→ Exercise description:
How many lines of the records below contain the word "snow"? Reply with the number alone.

→ Information shown:
↓↓↓
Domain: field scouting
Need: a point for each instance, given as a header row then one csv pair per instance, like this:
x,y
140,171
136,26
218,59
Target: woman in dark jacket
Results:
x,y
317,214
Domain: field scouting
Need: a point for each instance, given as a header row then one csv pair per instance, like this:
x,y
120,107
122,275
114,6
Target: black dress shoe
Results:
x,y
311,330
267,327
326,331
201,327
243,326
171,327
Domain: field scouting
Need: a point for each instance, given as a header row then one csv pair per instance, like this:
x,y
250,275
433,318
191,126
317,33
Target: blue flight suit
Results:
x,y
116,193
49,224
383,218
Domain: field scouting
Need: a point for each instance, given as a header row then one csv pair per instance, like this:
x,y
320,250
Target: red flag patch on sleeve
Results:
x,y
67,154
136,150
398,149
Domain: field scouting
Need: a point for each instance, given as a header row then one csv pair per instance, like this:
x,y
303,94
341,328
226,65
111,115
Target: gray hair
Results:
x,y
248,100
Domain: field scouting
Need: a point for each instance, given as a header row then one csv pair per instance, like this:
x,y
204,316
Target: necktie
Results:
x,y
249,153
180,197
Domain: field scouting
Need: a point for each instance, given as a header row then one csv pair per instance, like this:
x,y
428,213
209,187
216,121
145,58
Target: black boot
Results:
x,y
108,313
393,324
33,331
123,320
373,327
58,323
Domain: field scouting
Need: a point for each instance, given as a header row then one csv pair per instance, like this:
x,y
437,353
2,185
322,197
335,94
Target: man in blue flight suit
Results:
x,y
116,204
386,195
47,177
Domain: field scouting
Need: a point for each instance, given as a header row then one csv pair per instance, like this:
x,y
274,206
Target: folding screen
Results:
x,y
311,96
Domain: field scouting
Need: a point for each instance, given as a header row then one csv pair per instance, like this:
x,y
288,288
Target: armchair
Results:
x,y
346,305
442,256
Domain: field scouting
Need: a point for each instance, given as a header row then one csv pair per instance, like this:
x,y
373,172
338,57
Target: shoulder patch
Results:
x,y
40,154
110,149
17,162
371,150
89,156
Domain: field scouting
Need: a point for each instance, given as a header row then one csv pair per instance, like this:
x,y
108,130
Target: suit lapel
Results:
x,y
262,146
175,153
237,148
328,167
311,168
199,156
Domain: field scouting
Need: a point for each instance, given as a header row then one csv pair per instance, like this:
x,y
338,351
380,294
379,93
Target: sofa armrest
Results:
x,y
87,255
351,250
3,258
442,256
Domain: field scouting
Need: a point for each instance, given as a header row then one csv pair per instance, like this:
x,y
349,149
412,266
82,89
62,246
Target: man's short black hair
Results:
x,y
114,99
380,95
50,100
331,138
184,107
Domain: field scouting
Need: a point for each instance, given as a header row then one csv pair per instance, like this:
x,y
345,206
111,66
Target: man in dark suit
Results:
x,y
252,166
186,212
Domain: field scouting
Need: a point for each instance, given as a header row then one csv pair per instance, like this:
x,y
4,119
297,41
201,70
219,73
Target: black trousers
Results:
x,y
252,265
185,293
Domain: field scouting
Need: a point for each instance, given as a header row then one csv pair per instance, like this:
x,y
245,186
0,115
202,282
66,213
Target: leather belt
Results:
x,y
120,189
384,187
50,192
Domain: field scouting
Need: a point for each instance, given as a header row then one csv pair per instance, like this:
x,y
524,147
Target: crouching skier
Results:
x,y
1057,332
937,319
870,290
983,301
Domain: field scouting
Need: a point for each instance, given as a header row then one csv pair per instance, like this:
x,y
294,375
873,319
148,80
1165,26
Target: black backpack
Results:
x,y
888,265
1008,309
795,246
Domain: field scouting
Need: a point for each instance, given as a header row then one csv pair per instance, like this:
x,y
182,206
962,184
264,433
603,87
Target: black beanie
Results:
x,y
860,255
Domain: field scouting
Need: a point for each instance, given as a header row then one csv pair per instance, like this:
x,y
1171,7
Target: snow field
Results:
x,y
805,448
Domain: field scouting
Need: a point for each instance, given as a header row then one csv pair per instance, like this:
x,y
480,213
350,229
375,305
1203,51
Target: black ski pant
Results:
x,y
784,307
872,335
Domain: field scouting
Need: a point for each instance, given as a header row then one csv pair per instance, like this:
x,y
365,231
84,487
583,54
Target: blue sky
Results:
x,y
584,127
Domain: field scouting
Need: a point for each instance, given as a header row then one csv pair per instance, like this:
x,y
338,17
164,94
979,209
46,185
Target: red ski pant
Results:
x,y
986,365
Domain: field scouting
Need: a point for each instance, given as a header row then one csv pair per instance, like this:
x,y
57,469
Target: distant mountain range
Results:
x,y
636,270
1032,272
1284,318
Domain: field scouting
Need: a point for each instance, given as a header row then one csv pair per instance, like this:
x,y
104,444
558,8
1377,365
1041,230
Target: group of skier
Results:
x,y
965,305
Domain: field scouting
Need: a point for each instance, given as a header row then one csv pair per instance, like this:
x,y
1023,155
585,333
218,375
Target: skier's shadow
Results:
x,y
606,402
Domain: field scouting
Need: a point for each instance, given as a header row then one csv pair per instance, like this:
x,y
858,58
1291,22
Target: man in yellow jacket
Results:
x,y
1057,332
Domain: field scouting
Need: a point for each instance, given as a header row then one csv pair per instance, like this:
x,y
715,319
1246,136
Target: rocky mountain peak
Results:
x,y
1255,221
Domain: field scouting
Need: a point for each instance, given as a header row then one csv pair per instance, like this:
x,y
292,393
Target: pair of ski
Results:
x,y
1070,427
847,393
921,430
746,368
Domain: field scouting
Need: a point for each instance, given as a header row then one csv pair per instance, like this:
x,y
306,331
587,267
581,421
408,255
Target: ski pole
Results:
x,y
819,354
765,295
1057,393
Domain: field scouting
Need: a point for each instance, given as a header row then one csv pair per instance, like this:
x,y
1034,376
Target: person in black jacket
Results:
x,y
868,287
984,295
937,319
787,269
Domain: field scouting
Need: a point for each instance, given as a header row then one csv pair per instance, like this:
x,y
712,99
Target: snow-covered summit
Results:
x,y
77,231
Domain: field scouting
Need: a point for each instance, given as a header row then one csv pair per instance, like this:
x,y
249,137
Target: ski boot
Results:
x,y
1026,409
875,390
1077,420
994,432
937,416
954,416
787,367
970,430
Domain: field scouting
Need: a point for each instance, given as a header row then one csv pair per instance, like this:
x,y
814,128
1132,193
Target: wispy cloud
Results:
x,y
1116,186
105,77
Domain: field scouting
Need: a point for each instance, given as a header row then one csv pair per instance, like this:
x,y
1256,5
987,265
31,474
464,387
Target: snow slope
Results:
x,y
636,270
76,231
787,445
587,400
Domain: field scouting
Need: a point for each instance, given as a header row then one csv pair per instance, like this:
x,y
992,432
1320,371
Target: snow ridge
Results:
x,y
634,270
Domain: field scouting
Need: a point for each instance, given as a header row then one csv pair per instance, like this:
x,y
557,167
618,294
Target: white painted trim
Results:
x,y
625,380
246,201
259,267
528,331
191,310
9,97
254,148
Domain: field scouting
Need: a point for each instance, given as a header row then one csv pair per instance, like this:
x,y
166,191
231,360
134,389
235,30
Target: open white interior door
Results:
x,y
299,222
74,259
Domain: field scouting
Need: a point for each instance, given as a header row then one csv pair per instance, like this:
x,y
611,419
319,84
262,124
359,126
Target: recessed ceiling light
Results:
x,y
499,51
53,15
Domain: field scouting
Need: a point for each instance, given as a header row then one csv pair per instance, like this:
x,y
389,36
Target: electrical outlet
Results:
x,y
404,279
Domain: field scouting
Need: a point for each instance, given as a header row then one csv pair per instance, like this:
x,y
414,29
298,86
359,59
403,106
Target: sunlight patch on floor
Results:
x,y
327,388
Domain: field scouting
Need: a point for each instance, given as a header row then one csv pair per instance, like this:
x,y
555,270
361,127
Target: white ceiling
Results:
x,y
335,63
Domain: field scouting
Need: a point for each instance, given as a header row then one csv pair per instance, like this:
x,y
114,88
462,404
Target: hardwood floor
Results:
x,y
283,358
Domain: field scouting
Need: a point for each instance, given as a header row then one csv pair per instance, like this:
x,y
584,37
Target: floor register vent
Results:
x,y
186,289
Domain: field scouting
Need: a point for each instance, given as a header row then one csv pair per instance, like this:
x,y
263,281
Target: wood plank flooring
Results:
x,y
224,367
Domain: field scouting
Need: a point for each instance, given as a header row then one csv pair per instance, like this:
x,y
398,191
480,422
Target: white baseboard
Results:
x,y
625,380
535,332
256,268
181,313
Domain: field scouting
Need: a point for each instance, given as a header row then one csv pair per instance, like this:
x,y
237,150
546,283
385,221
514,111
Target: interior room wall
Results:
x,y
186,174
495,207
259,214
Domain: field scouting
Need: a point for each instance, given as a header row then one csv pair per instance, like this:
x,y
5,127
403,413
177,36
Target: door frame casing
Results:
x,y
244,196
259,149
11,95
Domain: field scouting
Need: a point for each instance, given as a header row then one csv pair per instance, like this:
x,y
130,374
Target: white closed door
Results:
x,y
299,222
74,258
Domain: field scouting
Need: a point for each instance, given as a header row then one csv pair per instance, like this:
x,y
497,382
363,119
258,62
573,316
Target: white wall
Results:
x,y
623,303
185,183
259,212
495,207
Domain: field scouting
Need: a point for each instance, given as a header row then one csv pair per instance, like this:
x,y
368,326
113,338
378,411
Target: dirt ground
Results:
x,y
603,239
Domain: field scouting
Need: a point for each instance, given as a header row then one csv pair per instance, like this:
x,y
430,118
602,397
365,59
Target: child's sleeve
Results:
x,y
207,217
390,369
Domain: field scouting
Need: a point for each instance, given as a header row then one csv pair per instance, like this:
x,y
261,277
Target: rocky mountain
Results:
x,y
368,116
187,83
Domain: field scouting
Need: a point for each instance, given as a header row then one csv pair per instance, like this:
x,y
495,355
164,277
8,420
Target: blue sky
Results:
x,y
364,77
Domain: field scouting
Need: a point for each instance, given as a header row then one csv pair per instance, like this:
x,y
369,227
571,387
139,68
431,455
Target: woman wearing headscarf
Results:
↑↑↑
→ Result:
4